• **Task requirements**
Reproduce the listing below with every "car front bumper" changed to "truck front bumper" and all other text left as is. Leave the pictures out of your answer.

start

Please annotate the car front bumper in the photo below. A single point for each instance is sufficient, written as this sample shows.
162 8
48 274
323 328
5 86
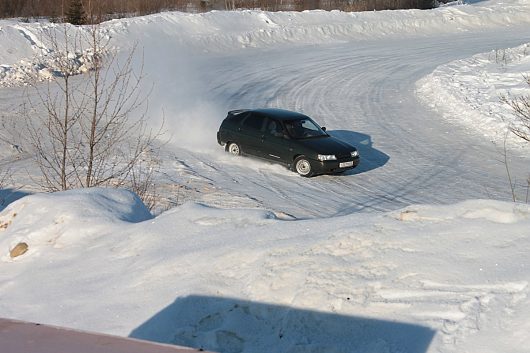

end

• **Result for this task**
Please annotate the truck front bumper in the photo below. A single point for each instance is sufficient, written as this sample shows.
162 8
48 274
323 328
5 86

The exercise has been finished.